JOB:
Please output exactly the run of lines that starts at the line with "such as [158,4]." and ends at the last line of the records below.

Labeled-object pointing entries
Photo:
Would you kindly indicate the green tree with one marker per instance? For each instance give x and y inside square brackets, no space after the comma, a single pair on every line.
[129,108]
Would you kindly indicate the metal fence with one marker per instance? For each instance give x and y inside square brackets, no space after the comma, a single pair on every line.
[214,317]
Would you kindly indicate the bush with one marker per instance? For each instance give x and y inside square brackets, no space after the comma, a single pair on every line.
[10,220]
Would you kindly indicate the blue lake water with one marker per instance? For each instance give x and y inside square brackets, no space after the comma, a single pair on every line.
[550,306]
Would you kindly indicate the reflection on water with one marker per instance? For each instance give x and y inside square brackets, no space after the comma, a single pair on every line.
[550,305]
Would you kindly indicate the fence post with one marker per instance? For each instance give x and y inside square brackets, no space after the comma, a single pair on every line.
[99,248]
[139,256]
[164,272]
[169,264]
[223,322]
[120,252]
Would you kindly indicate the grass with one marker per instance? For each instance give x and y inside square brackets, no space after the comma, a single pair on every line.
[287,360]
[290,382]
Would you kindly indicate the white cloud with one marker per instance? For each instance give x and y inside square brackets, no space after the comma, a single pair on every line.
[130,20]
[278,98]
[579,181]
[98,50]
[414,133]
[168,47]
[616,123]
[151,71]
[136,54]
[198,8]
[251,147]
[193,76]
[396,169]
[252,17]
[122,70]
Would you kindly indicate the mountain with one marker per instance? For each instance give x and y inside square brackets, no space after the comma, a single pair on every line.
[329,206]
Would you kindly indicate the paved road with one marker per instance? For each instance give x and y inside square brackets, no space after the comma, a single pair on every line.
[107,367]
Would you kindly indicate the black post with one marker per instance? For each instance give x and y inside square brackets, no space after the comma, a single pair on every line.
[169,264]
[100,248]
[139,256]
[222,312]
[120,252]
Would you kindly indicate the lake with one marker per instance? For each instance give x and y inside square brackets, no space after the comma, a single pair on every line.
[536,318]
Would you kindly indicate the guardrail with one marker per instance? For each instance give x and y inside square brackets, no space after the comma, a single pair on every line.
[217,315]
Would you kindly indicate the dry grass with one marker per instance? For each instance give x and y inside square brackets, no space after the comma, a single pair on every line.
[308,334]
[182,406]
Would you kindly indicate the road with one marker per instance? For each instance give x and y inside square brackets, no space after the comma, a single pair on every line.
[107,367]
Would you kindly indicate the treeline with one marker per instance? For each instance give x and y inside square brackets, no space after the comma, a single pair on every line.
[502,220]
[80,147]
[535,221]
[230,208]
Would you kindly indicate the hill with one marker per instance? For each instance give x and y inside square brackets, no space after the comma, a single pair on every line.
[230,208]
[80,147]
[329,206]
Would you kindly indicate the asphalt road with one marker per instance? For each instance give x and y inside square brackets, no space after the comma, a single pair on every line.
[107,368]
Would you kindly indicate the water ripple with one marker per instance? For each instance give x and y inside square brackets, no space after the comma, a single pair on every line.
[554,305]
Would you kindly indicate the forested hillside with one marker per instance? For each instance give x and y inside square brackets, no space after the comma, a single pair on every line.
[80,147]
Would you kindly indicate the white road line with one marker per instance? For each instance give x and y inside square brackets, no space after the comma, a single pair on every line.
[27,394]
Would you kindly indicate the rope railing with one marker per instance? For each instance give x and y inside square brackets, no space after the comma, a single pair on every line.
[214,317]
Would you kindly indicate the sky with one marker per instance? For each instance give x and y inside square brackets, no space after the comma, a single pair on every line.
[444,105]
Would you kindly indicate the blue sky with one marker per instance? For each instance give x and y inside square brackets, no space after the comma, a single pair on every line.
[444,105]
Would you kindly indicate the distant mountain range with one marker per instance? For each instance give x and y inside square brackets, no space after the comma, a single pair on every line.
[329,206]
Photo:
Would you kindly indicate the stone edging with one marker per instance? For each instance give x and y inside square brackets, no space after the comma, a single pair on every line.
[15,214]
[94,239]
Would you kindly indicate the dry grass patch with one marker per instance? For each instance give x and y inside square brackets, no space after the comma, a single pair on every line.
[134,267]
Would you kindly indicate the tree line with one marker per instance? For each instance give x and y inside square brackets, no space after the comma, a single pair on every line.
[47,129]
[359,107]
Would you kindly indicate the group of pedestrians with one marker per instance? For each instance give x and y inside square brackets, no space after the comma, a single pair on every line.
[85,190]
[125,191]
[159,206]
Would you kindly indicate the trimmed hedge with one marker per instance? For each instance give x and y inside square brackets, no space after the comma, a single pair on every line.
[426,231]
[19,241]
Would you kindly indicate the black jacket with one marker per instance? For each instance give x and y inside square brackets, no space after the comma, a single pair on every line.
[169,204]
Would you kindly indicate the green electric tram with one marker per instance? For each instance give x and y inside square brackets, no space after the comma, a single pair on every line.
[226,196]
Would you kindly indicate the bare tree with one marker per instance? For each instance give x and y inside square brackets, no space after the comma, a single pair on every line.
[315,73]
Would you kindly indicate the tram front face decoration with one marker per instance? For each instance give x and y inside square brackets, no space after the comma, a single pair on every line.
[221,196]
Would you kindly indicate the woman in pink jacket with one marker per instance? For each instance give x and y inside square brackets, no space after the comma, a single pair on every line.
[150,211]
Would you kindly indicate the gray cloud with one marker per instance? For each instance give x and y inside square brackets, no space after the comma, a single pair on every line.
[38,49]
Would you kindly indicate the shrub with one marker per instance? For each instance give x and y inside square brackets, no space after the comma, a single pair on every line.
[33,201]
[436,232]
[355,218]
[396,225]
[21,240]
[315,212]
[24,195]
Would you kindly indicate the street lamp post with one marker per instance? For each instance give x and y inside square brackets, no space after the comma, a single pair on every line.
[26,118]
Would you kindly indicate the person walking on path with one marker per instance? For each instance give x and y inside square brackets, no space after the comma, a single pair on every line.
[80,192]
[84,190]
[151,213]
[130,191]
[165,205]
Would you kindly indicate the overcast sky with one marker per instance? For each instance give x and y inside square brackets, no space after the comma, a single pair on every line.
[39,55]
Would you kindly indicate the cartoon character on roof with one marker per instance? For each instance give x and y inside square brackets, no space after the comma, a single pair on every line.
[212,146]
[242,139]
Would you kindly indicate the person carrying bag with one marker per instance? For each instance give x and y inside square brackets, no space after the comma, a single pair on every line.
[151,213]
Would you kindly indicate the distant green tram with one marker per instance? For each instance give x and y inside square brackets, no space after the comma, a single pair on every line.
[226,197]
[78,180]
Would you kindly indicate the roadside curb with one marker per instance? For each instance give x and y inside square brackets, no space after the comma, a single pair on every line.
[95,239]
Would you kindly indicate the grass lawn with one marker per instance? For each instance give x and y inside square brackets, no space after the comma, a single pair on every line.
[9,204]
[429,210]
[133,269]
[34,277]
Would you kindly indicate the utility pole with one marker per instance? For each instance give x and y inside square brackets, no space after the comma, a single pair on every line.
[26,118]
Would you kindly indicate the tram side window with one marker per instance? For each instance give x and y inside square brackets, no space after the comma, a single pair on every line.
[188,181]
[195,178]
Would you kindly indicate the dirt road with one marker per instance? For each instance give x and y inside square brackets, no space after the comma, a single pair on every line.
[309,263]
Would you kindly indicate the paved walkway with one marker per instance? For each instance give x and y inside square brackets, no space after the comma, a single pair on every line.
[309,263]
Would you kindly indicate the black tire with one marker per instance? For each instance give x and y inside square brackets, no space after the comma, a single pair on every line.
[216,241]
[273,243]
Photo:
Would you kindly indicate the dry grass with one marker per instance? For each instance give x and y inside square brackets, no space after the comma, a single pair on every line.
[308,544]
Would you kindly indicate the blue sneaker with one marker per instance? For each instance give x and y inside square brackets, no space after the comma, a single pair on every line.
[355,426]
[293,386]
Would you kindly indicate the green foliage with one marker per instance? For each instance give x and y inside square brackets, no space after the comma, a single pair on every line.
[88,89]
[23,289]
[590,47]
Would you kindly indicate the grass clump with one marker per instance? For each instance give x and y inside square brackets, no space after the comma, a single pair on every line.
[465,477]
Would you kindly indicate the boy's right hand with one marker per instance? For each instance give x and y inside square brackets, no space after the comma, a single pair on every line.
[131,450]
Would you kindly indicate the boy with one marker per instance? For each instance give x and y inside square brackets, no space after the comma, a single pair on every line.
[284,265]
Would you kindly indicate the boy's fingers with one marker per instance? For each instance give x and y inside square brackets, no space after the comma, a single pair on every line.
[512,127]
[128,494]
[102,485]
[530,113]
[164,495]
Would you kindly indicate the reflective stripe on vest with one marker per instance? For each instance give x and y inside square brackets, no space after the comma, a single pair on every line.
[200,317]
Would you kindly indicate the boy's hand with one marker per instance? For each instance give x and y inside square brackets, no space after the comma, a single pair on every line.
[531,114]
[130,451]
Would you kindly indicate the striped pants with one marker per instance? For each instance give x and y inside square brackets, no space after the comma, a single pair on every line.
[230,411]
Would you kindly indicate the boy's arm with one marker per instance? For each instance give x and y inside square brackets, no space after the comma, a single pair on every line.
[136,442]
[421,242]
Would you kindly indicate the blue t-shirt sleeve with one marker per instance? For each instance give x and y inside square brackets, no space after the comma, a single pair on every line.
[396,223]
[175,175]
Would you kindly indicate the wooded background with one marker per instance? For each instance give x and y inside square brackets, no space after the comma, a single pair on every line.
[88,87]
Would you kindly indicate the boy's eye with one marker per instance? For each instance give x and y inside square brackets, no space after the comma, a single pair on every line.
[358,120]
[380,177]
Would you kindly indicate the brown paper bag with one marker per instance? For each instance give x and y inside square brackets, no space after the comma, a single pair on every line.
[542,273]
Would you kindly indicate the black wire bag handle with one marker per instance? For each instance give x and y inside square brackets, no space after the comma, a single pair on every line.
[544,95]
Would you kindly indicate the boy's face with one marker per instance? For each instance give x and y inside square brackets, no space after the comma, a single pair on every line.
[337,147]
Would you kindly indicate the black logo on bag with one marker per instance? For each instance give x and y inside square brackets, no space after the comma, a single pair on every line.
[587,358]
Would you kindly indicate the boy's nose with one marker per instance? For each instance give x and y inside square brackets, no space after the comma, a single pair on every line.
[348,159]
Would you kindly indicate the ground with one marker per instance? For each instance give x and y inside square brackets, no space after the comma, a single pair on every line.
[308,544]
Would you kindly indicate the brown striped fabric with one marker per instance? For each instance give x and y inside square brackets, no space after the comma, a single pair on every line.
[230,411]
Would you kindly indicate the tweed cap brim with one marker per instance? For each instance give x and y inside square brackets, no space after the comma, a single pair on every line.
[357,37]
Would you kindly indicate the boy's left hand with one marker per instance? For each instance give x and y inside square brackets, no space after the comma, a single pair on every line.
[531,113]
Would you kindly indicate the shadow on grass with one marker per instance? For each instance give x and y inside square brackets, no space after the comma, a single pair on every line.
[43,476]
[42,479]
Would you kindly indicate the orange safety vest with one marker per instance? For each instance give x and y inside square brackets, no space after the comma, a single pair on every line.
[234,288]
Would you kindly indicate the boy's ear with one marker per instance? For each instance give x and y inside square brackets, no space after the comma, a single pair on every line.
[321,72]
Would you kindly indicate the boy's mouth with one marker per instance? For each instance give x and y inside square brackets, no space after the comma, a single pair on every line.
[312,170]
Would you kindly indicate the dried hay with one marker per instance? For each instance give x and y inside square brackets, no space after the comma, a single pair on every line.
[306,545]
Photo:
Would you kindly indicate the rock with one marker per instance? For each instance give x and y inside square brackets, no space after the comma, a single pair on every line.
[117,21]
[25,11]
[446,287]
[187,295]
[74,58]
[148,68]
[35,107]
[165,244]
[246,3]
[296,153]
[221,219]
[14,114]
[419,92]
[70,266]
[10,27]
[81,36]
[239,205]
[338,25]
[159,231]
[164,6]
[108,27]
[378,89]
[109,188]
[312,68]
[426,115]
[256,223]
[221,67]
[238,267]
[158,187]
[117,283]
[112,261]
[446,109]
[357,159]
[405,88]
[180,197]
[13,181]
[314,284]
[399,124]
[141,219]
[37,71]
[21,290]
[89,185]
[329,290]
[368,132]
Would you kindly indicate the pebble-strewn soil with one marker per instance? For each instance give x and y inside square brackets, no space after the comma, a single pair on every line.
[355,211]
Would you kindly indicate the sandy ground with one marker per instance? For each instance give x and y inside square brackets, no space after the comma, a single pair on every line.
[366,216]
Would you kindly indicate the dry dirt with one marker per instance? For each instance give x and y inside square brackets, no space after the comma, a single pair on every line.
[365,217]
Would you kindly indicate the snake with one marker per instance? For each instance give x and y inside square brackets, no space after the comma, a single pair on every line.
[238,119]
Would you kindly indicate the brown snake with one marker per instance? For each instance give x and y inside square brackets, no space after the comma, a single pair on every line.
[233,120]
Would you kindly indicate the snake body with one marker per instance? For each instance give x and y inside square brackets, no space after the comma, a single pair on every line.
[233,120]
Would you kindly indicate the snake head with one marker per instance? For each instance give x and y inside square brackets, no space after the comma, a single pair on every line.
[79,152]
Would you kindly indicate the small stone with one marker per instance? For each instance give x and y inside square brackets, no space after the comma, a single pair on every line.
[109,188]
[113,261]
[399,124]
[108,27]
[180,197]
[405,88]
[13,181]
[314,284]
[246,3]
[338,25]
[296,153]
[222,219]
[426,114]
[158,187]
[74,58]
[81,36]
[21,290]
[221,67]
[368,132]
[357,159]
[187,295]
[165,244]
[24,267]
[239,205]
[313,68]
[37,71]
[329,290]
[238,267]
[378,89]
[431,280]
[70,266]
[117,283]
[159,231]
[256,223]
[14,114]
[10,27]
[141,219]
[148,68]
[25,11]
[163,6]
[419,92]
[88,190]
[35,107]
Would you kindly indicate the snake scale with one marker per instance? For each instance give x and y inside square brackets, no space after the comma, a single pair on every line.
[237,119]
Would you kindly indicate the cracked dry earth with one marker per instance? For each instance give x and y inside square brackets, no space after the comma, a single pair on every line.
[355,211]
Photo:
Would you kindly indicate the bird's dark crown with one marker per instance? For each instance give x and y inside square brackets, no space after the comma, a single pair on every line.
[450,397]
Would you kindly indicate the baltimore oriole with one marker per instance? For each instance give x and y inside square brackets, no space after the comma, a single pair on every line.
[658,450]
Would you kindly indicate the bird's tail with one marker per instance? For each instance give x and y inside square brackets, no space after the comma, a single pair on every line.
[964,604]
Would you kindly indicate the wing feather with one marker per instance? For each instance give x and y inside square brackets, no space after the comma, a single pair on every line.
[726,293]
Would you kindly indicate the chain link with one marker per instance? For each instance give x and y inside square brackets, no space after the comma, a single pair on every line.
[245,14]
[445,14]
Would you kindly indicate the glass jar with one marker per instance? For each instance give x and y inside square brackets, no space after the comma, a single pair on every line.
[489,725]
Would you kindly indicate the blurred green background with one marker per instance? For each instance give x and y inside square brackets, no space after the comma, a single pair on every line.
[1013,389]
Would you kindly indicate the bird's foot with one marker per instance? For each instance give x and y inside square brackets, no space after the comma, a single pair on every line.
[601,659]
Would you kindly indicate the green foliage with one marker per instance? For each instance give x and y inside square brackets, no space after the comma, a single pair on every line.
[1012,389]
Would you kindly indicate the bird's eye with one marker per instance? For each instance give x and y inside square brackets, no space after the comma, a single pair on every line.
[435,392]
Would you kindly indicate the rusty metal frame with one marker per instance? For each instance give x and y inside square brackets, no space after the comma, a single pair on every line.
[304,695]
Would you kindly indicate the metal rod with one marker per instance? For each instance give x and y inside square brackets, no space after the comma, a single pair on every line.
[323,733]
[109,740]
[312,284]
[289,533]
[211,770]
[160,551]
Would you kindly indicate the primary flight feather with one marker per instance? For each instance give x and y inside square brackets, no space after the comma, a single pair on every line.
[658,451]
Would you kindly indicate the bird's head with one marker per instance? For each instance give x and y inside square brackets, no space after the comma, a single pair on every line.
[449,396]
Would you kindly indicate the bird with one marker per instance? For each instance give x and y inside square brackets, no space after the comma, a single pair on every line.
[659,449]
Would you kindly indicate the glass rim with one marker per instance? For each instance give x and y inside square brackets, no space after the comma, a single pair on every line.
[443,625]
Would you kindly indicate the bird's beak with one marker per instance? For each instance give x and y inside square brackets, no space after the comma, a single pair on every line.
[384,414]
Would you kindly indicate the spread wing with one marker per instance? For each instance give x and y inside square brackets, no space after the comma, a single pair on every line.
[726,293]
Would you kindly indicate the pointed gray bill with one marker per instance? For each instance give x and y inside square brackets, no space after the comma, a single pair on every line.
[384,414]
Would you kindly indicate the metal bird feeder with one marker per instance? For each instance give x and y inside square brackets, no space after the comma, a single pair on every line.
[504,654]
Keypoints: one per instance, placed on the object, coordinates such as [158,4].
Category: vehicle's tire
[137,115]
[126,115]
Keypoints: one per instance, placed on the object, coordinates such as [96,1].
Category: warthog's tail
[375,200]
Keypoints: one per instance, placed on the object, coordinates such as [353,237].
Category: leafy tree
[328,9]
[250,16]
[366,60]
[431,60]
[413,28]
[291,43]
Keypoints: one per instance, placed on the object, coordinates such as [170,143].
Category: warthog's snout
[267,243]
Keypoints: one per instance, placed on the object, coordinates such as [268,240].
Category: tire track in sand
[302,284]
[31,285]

ANSWER TO THIS PROBLEM:
Keypoints: one per instance, placed on the object, coordinates such as [158,4].
Category: vehicle's tire
[137,115]
[126,115]
Keypoints: one per instance, placed on the object, coordinates such as [96,1].
Category: warthog's tail
[375,200]
Keypoints: one per instance, placed on the object, coordinates such as [353,237].
Category: leafy tree
[328,9]
[250,16]
[366,60]
[431,60]
[413,28]
[291,43]
Keypoints: one per instance, placed on the object, coordinates such as [170,143].
Category: warthog's snout
[267,243]
Keypoints: one per instance, placed on the object, coordinates such as [268,240].
Category: tire track in sand
[302,284]
[31,285]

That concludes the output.